Extract to read Start Marker

IN HIS heyday, Rikki Fulton strutted the stage, a genius who created characters that will be forever cherished - Josie of Francie and Josie and the Rev IM Jolly were but two.

Then there were the dramatic performances, the film and television roles, the unforgettable panto dames infused with manic energy.

Now he appears tired and old, a sad figure, but not pathetic, in spite of spending his days in a state of confusion which he fights with large doses of black humour.

His life as an Alzheimer’s sufferer, one of 59,000 in Scotland, has now been laid bare in a documentary which Fulton, 78, and his wife, Kate, agreed to make to help the charity Alzheimer’s Scotland.

Only Fulton could give the frightening disease a nickname: "Mr Al Zheimer".

Only he could play a note-perfect classical piano piece, but not remember he was in Glasgow city centre with his wife and go home without her.

And only Fulton, a showbusiness legend for 50 years, could see the funny side of it.

He tells the interviewer, Kirsty Wark: "I want to find Mr Zheimer, see him as the b****** he is and get rid of him."

It is a forlorn ambition for one living in the middle of what his wife describes as a "giant crossword puzzle".

She says: "That’s when I go upstairs and punch the pillows. Later, Rikki will tell me, ‘That was Al - I’ll have Rikki back soon’."

Extract to read End Marker

■ **Exercise prompt**
According to the article about Rikki Fulton, what nickname did he give his disease? The data that follows has no connection to the article about Rikki Fulton.

Dataset excerpt Start Marker

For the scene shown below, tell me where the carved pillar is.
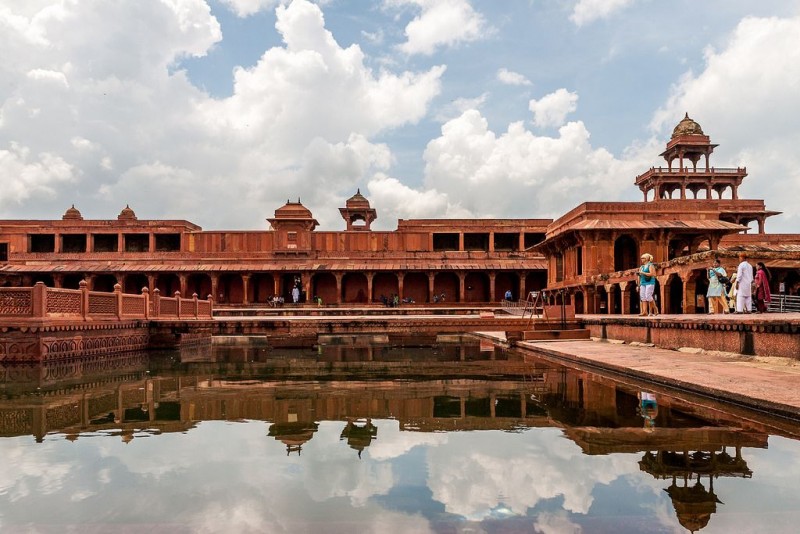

Dataset excerpt End Marker

■ **Output**
He called it "Mr Al Zheimer".